### Instruction
In the items below, turn the part that opens with the line containing "Task: point out the green" and closes with the line containing "point(395, 75)" into a JSON list of strings, one string per line, with blank lines left out.

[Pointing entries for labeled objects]
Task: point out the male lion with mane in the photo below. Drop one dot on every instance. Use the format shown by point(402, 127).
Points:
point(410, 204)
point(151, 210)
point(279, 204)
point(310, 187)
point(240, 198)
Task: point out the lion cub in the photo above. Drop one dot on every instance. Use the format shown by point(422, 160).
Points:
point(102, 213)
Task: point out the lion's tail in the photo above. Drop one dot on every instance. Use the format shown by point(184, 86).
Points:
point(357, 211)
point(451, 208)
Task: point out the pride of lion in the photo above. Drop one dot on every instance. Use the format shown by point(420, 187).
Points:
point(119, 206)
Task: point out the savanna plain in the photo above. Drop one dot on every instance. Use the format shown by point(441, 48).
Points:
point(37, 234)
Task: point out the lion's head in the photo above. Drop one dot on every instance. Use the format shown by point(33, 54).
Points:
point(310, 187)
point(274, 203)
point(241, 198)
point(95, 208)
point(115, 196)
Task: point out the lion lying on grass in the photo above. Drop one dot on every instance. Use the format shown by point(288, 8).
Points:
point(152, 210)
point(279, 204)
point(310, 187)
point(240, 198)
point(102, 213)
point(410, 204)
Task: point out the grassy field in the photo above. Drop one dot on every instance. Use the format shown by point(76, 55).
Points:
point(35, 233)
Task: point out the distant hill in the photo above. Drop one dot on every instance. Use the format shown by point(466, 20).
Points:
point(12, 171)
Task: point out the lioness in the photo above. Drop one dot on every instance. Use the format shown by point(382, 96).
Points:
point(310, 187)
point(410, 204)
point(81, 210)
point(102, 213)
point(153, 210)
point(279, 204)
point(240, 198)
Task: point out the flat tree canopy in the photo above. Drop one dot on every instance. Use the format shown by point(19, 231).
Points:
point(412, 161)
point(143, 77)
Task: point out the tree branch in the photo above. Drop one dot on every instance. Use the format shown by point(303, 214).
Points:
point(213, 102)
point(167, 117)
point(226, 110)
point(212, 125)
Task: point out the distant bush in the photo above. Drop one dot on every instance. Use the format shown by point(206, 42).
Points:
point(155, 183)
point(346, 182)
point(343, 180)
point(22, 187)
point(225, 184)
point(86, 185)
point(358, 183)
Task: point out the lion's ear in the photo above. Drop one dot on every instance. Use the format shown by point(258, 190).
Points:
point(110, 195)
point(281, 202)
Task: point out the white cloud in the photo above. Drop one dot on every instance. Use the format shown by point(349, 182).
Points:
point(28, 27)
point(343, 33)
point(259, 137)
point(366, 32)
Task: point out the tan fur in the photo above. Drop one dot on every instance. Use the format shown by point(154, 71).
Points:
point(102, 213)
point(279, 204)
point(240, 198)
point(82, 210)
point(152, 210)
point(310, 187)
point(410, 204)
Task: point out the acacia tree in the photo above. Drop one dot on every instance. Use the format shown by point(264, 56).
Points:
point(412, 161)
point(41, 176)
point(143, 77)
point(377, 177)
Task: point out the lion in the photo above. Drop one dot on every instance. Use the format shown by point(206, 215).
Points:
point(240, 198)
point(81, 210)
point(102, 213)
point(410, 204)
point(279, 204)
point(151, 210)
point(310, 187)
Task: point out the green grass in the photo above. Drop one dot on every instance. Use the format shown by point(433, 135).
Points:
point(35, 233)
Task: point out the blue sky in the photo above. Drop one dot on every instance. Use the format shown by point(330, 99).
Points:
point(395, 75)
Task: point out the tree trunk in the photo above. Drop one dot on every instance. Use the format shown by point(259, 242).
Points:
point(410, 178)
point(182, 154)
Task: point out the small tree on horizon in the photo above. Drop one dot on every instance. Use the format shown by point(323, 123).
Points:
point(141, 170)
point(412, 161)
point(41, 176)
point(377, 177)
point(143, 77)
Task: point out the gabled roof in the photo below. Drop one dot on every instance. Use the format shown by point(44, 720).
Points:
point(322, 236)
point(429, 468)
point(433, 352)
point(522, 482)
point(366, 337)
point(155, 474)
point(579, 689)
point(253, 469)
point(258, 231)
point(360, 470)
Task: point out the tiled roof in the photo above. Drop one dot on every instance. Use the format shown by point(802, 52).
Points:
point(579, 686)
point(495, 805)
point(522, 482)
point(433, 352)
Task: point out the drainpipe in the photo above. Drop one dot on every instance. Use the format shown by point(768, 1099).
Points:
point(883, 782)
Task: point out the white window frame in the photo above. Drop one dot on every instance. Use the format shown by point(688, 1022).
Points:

### Solution to this exercise
[
  "Task: point out the green grass in the photo above. Drop one dot on every instance. Use the format shown by point(433, 135).",
  "Points:",
  "point(35, 233)",
  "Task: point out the blue sky in the photo above. Drop one dot on every instance. Use the format shown by point(330, 99).",
  "Points:",
  "point(395, 75)"
]